EXERCISE OBJECTIVE:
Copy all records verbatim.

[Stored data entries]
···
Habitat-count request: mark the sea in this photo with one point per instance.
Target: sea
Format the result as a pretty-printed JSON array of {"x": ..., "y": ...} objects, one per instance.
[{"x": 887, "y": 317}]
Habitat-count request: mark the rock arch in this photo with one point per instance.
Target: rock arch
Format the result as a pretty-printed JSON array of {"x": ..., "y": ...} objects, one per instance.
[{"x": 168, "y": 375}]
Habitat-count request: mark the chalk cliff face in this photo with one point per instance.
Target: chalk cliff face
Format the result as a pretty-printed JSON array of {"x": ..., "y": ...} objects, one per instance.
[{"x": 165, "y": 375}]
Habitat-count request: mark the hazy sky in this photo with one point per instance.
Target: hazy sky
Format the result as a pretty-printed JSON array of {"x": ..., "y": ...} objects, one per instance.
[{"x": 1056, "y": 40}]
···
COMPLETED TASK:
Habitat-count request: mark the sea in this photo with one point per instance.
Target: sea
Format the result as a pretty-printed JSON array of {"x": ..., "y": ...} objects, one per instance.
[{"x": 887, "y": 317}]
Habitat-count request: mark the rock arch in this photo with one point per instance.
Target: rock arch
Format the result as a pretty-printed JSON array of {"x": ..., "y": ...} objects, one per instance.
[{"x": 168, "y": 375}]
Habitat-count request: mark the chalk cliff face in this photo with one point per instance.
Target: chalk cliff face
Format the result as a pretty-printed JSON array of {"x": ..., "y": ...} objects, one per instance.
[{"x": 165, "y": 375}]
Habitat-count request: mark the hazy sky in this photo with one point per instance.
Target: hazy sky
Format the result as a pretty-printed JSON array of {"x": ..., "y": ...} objects, one per instance.
[{"x": 1056, "y": 40}]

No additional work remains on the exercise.